> **Text block**:
• • • • •
My task today is to ride around my region and collect the many signs that I had planted in the weeds and hardscrabble around town. I often wonder what happens to signs that never get picked up. I am sure that I am not going to remember where all of my signs are. Do signs also have a special place in the afterlife if you don’t pick them up?

PARSS-Part 1

Strange that I have really never thought to explain my relationship with the Pennsylvania Association of Rural and Small Schools. It has been part of my life since 1984. It began innocently enough with a call from Peg Smith, the then Secretary of Education (or Commissioner, I am not sure what title she held then), to convene a group of rural educators to sit around and talk about how to improve rural education.
I was selected to be part of the group, which was eventually convened by Joe Bard and contained a bunch of really unusual people. I wish that I could remember them all, but I do know that Dawson Detwiler, Don Evans, Marty Monahan, Bill Grega and I were among them.

At the outset of the meetings, which were, at first, self-initiated, these rural school superintendents wanted nothing more than to air their grievances. Although, they did not speak about money from the state at first, they did understand that money from the state did not flow to them as it should. They became part of a group called the “80% Schools.” The subsidy that was due and owing to them as a result of a funding formula, was cut by 20%, because the state said that it did not have enough money.

If all schools are cut 20% and most poor districts get more money from the state in the first place, the cuts were much larger in poor school districts. The wealthy really did not suffer if 20% of their state funding was removed. They got fewer dollars percentage wise from the state. My 17 school districts lost $47 million dollars by the mid 1980’s as a result of this particular cut. Funny thing that almost thirty years later the same thing is happening.
• • • • •
Records from a data collection
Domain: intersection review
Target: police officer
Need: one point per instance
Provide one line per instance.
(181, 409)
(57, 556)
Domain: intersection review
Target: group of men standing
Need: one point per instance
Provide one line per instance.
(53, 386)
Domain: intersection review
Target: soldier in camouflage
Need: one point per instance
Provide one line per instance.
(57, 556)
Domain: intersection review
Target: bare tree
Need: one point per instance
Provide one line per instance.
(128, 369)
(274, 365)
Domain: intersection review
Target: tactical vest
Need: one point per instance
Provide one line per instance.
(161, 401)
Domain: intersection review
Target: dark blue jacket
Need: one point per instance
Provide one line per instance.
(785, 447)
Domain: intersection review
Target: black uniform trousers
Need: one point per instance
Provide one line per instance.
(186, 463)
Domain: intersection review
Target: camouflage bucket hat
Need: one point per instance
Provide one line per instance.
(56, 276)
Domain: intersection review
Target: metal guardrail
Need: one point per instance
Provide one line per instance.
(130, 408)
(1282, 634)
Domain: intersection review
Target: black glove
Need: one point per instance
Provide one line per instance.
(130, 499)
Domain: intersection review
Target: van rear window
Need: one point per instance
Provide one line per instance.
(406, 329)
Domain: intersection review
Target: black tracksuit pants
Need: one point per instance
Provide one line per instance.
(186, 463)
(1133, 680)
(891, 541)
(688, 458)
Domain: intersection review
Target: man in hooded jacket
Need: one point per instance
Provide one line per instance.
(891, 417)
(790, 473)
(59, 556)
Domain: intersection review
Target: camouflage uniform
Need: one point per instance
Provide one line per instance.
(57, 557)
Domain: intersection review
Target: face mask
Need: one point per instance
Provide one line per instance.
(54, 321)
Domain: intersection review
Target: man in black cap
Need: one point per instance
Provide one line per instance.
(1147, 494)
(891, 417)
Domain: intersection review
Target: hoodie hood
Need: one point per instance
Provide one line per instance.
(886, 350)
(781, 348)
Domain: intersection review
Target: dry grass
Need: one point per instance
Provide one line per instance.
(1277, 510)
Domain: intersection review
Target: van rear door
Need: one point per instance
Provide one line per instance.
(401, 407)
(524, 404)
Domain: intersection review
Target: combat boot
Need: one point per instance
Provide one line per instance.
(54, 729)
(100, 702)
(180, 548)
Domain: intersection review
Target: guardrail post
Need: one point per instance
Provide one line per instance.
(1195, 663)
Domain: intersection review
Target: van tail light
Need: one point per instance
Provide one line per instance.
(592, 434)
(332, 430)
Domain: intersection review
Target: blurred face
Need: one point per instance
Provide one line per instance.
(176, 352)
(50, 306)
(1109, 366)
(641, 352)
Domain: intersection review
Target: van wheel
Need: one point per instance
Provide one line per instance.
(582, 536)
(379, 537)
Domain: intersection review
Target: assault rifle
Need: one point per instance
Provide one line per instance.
• • • • •
> **Exercises to complete**:
a – From the PARSS text, write out the passage starting with "My task today" and going on through "pick them up?".
b – Rewrite the paragraph of the PARSS text that begins "At the outset of the meetings" as a short bulleted list that keeps its main facts.
c – According to the PARSS text, how much money had the writer's 17 school districts lost by the mid 1980s because of the 20% cut?

> **Answers by item**:
a –
My task today is to ride around my region and collect the many signs that I had planted in the weeds and hardscrabble around town. I often wonder what happens to signs that never get picked up. I am sure that I am not going to remember where all of my signs are. Do signs also have a special place in the afterlife if you don’t pick them up?

b –
- At first the meetings were self-initiated, and the rural school superintendents mainly wanted to air their grievances.
- They did not talk about state money at first, but they understood it was not reaching them as it should.
- They became part of a group called the "80% Schools."
- The subsidy owed to them under a funding formula was cut by 20% because the state said it did not have enough money.

c – They had lost $47 million.